Reproduce the entire listing below verbatim, leaving out the pictures.

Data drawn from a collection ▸
-------------------------
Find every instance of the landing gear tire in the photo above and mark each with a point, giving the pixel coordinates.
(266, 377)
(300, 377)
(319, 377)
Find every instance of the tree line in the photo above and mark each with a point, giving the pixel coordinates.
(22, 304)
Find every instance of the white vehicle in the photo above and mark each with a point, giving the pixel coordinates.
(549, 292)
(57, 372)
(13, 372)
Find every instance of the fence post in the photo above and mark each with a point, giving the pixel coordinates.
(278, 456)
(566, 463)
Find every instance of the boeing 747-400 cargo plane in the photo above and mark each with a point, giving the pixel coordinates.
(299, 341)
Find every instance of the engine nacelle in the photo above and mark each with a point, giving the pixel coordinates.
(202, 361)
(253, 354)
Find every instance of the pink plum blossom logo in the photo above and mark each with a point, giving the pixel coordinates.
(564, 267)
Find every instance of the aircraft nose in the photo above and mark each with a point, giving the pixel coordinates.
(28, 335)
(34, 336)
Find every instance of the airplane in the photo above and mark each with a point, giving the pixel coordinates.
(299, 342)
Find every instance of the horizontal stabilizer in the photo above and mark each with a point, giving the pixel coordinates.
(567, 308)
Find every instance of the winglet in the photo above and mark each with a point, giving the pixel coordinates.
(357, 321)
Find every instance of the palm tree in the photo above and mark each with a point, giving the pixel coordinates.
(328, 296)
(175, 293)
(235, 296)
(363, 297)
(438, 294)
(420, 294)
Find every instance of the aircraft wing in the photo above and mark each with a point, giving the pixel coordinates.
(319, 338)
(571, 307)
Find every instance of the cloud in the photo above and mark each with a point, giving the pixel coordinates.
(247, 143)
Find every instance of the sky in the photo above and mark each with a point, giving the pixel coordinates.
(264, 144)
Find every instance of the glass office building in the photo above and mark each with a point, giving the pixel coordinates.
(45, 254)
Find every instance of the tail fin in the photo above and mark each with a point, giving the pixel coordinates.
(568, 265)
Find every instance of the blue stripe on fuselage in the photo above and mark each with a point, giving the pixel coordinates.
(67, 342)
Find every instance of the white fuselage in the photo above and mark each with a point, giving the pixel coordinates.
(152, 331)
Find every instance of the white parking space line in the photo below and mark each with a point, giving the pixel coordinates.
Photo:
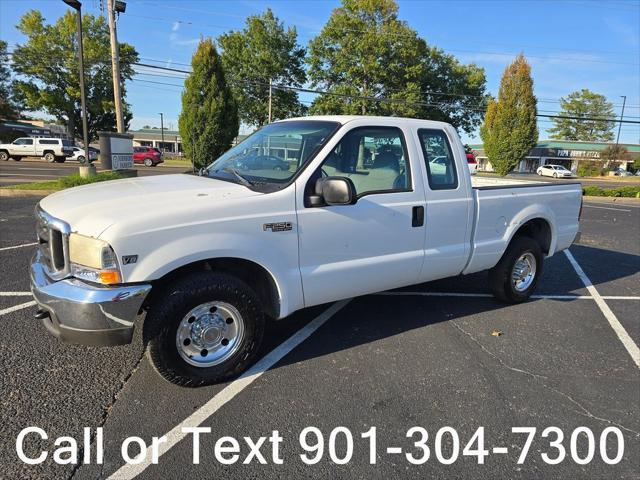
-------------------------
RESPONSE TO THE EXERCISE ▸
Find every instance of the landing gear tire in the photo above and mark each with a point, giving the pixel coordinates.
(266, 377)
(300, 377)
(319, 377)
Find every instance of the tree line in the photo above and mark each with a point, giving the pixel coordinates.
(22, 304)
Find every instance of the white vehicle in the photo above and mark each with a point, giving the pixel coordinates.
(549, 292)
(57, 372)
(13, 372)
Find every instance of the fence post in the photo above and mark each with a point, giving the pixel coordinates.
(278, 456)
(566, 463)
Find every instance of the boeing 747-400 cargo plane in the photo above and mark each with a point, giving the pixel coordinates.
(299, 341)
Find every instance of the engine nacelle in the photo above and mark each with a point, giving the pixel coordinates.
(202, 361)
(253, 354)
Find every instance of the pink plum blossom logo in the photo above and mark each with a point, giving the pixel coordinates.
(564, 267)
Find every instance of the aircraft nose in the photo above and mark each with a point, giving the pixel coordinates.
(28, 335)
(34, 336)
Find every instance of the airplane in the photo above and mark each with a point, giving the pixel coordinates.
(299, 342)
Find every instance of the horizontal stabilizer in the photo above and mark each with a point, giving the pixel coordinates.
(567, 308)
Find every instance of the winglet in the photo above and mark each with a point, giving the pixel coordinates.
(357, 321)
Find every instance of the palm tree in the photo above and mark each with a point, giving the pixel coordinates.
(328, 296)
(175, 293)
(235, 296)
(363, 297)
(438, 294)
(420, 294)
Find every instance of the aircraft wing in the photo above and mark each with a point, giving the pixel coordinates.
(319, 338)
(571, 307)
Find every instance of the cloud in the photo above and mark each with a point, giving the pixel coordinates.
(247, 143)
Find every instance of the sky in the photo above and mark each with a point, giving the pixel coordinates.
(264, 144)
Find every instance of the glass office building in the photo above and mark each with a point, giving the pixel coordinates.
(45, 254)
Find every instance of the tail fin in the photo above and mark each with a point, giving the pixel coordinates.
(568, 265)
Find every instance of the blue stripe on fuselage in the photo above and mark each with a point, giving the pixel coordinates.
(67, 342)
Find every instance of the white fuselage in the photo above and mark each with a point, giving the pixel coordinates.
(152, 331)
Find every instance of the white parking space line in the photo below and mark each with a point, giving the pixel coordinates.
Photo:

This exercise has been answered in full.